* _Texto del documento_:
╔══

El empampado Riquelme, edición de bolsillo

Se acaba de editar en Santiago de Chile la versión de bolsillo de «El empampado Riquelme», el libro del periodista y escritor Francisco Mouat aparecido por primera vez en 2001.

«No olvido la tarde de sábado en que leí en el diairo la noticia del hallazgo de Julio Riquelme Ramírez en el desierto, con todos sus huesos tendidos al sol. Guardé el recorte como un tesoro, sin saber aún para qué , pensando que alguna vez podía hacer algo más a partir de esa historia. El recorte y sobre todo lo que no decía esa breve nota, los misterios y las preguntas que uno podía hacerse después de leer las primeras informaciones, convirtieron desde esa misma tarde todo lo relativo a Riquelme en una obsesión.»

Ese es el primer párrafo del libro, el comienzo de una historia que sigue en las profundidades del desierto chileno, con búsquedas, intrigas, entrevistas y la obsesiva y fascinante tarea de reconstruir una vida. La vida de un hombre que se «empampó». Este término se usa en Chile para referirse a las personas que se pierden en la soledad de la pampa (el desierto) y no aparecen nunca más. El «Diccionario de voces del norte de Chile» de Mario Bahamonde, define empampado: «Perdido en el desierto, desorientado en medio de la pampa, especialmente duarnte las primeras exploraciones, cuando la falta de camino y de referencias hacía que el viajero se empampara, soportando la feroz agonía de la sed». Eso al parecer le habría sucedido al empleado Riquelme.

╚══

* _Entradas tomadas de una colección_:
╔══

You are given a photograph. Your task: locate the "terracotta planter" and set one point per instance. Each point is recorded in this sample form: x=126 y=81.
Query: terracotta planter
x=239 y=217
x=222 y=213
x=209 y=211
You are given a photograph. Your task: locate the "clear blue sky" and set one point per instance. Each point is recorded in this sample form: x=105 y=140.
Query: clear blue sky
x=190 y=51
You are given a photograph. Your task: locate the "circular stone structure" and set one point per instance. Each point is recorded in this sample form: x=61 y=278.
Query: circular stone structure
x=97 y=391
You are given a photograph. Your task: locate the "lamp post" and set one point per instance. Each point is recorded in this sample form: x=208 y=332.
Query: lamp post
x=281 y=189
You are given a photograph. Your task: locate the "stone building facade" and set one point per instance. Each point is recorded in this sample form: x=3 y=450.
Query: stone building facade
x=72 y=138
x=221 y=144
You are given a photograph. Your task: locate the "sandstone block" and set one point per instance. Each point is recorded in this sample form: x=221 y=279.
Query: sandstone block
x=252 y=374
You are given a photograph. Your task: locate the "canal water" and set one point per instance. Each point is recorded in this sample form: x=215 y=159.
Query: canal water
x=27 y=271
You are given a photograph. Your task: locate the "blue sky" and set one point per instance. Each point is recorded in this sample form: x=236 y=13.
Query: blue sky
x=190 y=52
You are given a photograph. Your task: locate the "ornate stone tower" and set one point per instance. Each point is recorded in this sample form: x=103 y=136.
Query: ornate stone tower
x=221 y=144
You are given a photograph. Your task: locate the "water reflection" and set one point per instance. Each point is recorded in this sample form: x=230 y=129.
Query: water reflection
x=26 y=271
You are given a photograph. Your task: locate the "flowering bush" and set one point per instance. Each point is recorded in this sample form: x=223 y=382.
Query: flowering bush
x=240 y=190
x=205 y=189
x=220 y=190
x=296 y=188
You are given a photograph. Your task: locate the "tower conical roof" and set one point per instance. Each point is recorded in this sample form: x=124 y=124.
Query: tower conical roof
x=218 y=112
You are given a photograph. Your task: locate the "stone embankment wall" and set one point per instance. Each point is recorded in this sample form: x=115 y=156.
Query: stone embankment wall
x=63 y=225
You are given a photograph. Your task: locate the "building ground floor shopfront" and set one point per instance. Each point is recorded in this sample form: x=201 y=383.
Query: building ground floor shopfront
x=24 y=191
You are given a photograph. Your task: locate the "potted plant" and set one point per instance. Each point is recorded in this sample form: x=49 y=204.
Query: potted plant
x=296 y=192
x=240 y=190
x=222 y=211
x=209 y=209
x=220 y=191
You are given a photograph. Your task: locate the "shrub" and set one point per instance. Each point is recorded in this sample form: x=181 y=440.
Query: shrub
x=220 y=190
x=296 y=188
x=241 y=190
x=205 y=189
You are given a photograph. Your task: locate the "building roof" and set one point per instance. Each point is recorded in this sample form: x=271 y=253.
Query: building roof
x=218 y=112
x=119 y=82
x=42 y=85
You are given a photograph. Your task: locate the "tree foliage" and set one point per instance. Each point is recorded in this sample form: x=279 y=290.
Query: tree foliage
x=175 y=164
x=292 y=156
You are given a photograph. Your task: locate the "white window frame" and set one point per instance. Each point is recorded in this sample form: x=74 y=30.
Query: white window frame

╚══

* _Ejercicios propuestos_:
a. Duplica sin cambios un fragmento del texto sobre «El empampado Riquelme»: comienza en las palabras que contienen "Se acaba de editar" y detente después de "vez en 2001.".
b. Prosigue el texto sobre «El empampado Riquelme» a partir de su última oración.

* _Resultados finales_:
a.
Se acaba de editar en Santiago de Chile la versión de bolsillo de «El empampado Riquelme», el libro del periodista y escritor Francisco Mouat aparecido por primera vez en 2001.

b.
«El 1° de febrero de 1965, Julio Riquelme Ramírez se subió a un tren en Chillán rumbo al norte, a Iquique. El viaje era largo: más de dos mil kilómetros, cuatro noches, cuatro días, transbordo en Santiago, transbordo en La Calera. El hombre era empleado del Banco del Estado, y ahora iba de padrino al bautizo de uno de sus nietos. El trámite estaba acordado: llegaba a Iquique en el Longino, el tren que iba al norte, el domingo 5 al mediodía, y ahí lo estarían esperando.»

Riquelme nunca llegó a destino. No se supo nada más de él. Nada de nada. Hasta 43 años después, cuando a Francisco Mouat se le ocurrió escribir este libro a partir de un recorte que encontró en el diario. Hoy, la historia del empampado continúa, en esta nueva edición.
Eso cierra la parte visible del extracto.